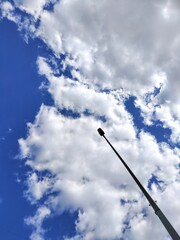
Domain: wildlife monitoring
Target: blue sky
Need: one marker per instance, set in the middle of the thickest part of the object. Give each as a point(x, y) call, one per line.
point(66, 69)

* * *

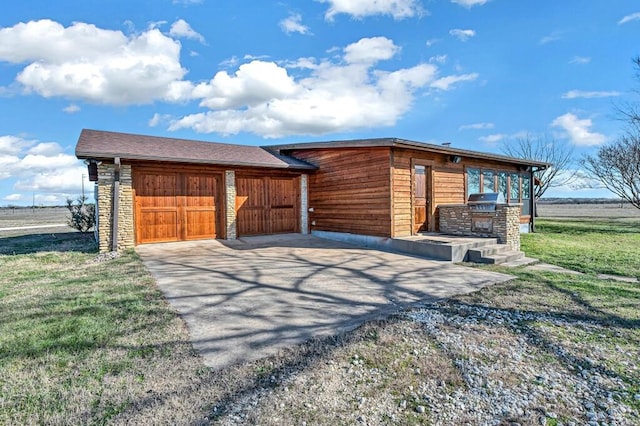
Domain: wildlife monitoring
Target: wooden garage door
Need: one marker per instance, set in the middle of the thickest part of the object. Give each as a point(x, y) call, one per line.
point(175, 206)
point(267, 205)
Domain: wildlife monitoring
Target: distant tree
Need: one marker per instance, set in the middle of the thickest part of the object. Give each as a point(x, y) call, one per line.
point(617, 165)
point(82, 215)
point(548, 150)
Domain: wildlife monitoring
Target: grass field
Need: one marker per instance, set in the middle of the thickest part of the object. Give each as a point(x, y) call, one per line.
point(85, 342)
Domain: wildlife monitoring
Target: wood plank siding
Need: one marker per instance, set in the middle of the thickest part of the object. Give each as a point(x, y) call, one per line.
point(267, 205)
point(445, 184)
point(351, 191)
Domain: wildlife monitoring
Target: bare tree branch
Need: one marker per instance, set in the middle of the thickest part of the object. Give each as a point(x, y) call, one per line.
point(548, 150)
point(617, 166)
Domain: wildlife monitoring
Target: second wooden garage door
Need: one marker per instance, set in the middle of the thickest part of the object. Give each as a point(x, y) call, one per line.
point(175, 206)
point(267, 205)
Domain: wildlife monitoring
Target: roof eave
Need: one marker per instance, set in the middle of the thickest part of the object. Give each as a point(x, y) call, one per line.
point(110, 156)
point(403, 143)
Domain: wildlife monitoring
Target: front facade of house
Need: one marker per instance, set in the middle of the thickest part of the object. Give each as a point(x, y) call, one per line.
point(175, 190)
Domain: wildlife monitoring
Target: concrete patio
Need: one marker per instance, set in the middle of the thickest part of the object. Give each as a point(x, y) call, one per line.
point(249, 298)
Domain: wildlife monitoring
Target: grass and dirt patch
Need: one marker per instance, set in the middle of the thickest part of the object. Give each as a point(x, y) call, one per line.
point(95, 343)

---

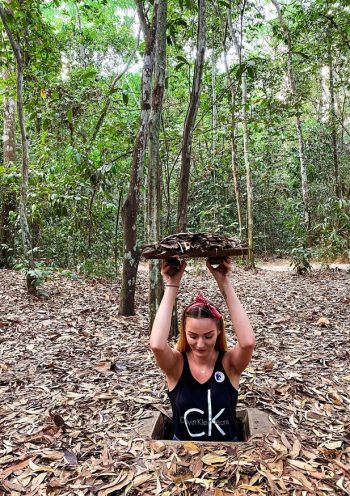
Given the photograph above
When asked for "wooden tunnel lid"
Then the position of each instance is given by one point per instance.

TASK REQUIREMENTS: Look through the material and find each line that includes "garage", then copy it.

SOLUTION TO THIS TASK:
Target: wooden garage door
Target: second wooden garage door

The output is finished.